REQUIREMENT 1 » According to the judgment excerpt, on what date was the receiver appointed?
REQUIREMENT 2 » Echo the records verbatim, starting from their first line and ending with the line that contains "[[[0,143],[256,143],[256,98],[92,94],[0,105]]]", both ends included.

SOURCE DOCUMENT »

It is appropriate now further to consider the facts. As we have indicated, Carrier and Air Con were sub-contractors to TOC which in turn was contracted with Jennings Industries Ltd for a project which was on foot when the receiver was appointed on 29 April 1991. On 2 May, the receiver issued a circular to creditors of TOC stating that it was his intention to continue for the time being the operations of TOC and that he would appreciate creditors making available their goods and services upon normal trading terms and conditions "when so requested by us". However, on the day before the issue of the circular, Air Con had indicated that it had withdrawn all its labour from the Adelaide Entertainment Centre and from another site and would only return "when outstanding monies are paid in full". This impasse was resolved in the manner appearing from a letter dated 6 May 1991 from Mr Schroder, writing on behalf of Mr Campbell, to Air Con as follows:

"This letter is to confirm our agreement reached during meetings and telephone discussions on the 2nd and 3rd May, 1991.

1.
The Receiver & Manager of T O'Connor & Sons will guarantee payment of outstanding invoices due to Air Con Serve against our contract with you for work on the Entertainment Centre to the value of $79,600.00.
2.
We will also issue a Receivers order for work undertaken on this site from the date of our appointment, being Monday 29 April, 1991. The payment of this is guaranteed by the Receiver.
3.
Air Con Serve will return to site immediately and work with all dispatch to the successful completion of all O'Connor contracts at the Entertainment Centre.

Would you please confirm your agreement by fax today and also send a copy of the attached notification to Jennings today by fax".

Air Con then wrote to Jennings confirming that it was prepared to return to the Entertainment Centre site "to continue work to the completion of our contract".

Similar arrangements were made between the receiver and Carrier, evidenced by a fax from Carrier to Mr Schroder of 3 May 1991 and a written response by Mr Schroder of 6 May. The latter contained the statement:

"We confirm our agreement reached on 3 May, 1991 with respect to Carrier's continuing work on T O'Connor contracts as expressed in your fax of 3 May, 1991 and offer this letter as a Receiver's Guarantee of payment so that work may re-commence immediately on completion of the contracts that exist between Carrier and O'Connor."

The payments with which this case is concerned were then made in respect of the outstanding indebtedness referred to in the above correspondence by cheques drawn on 16 and 24 May 1991.

The construction placed at first instance upon these facts, as to which there was no relevant dispute, was that:

"the payments made by Mr Campbell were payments made by him as agent for the company as an incident of carrying on the business of the company, and therefore must be treated as payments by the company. This is so even where the bank had the beneficial interest in the funds because that beneficial interest was subject to Mr Campbell's bona fide use of the funds."

The judgment of the Full Court was delivered by the Chief Justice. His Honour concluded that Mr Schroder probably employed the word "guarantee" in the sense of an undertaking rather than in its strict legal sense, the term having been used by non-lawyers [F58] . However, his Honour went on to conclude that such usage was consistent with the notion of the receiver having undertaken "a personal obligation". After emphasising that the receiver had had a real interest in getting Carrier and Air Con to return to the Adelaide Entertainment Centre site and to perform the balance of the work of the contracts with TOC, his Honour concluded that the receiver had undertaken a personal obligation and it was in discharge of that obligation that the payments in question were made. This was so even though the payments might incidentally have operated to discharge or reduce pre-existing liabilities of TOC.

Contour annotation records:
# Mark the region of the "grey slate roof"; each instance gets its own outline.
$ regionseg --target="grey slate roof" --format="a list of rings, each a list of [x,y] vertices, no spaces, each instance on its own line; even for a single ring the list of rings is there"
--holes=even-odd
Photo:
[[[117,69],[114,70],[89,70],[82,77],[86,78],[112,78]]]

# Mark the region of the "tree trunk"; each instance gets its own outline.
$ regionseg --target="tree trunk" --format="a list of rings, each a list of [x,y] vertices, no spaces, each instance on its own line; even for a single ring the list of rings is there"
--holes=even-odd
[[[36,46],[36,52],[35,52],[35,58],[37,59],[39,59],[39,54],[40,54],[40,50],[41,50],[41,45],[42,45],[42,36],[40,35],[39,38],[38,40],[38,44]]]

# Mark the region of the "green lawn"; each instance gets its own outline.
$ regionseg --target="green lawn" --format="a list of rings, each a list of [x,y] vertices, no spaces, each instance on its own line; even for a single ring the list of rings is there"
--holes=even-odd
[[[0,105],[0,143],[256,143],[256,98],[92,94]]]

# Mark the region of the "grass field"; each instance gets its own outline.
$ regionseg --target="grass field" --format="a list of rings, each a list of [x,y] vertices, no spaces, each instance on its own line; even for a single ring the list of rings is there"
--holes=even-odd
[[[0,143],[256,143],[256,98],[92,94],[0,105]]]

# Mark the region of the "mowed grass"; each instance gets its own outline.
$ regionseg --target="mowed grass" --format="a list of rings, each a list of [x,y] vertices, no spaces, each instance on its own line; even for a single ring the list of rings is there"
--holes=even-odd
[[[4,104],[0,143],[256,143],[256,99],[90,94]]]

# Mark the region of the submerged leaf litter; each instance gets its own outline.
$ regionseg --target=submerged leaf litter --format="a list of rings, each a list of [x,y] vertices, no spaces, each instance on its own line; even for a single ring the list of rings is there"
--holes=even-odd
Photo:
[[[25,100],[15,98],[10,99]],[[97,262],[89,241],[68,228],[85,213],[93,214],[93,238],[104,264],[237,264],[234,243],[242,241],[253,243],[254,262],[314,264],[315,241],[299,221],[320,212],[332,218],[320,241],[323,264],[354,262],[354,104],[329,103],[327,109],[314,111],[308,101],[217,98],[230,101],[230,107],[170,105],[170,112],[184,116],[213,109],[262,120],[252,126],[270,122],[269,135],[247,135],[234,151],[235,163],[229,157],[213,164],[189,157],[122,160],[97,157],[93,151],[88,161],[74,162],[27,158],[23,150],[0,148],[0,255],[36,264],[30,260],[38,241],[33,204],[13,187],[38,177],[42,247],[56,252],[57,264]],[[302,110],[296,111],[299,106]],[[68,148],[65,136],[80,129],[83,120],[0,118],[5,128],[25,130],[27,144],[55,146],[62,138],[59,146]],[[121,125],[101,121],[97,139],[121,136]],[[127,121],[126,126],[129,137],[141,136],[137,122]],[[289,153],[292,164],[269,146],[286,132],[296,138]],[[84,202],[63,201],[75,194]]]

OUTPUT 1 » 29 April 1991.

OUTPUT 2 »
# Mark the region of the "grey slate roof"; each instance gets its own outline.
$ regionseg --target="grey slate roof" --format="a list of rings, each a list of [x,y] vertices, no spaces, each instance on its own line; even for a single ring the list of rings is there"
--holes=even-odd
Photo:
[[[117,69],[114,70],[89,70],[82,77],[86,78],[112,78]]]

# Mark the region of the "tree trunk"; each instance gets its own outline.
$ regionseg --target="tree trunk" --format="a list of rings, each a list of [x,y] vertices, no spaces, each instance on its own line; even for a single ring the list of rings is there"
--holes=even-odd
[[[36,46],[36,52],[35,52],[35,58],[37,59],[39,59],[39,54],[40,54],[40,50],[41,50],[41,45],[42,45],[42,36],[40,35],[39,38],[38,40],[38,44]]]

# Mark the region of the "green lawn"; each instance gets its own outline.
$ regionseg --target="green lawn" --format="a list of rings, each a list of [x,y] vertices, no spaces, each instance on its own line; even for a single ring the list of rings is there"
--holes=even-odd
[[[0,105],[0,143],[256,143],[256,98],[92,94]]]

# Mark the region of the "grass field"; each instance gets its own outline.
$ regionseg --target="grass field" --format="a list of rings, each a list of [x,y] vertices, no spaces, each instance on its own line; even for a single ring the list of rings is there"
--holes=even-odd
[[[0,143],[256,143],[256,98],[92,94],[0,105]]]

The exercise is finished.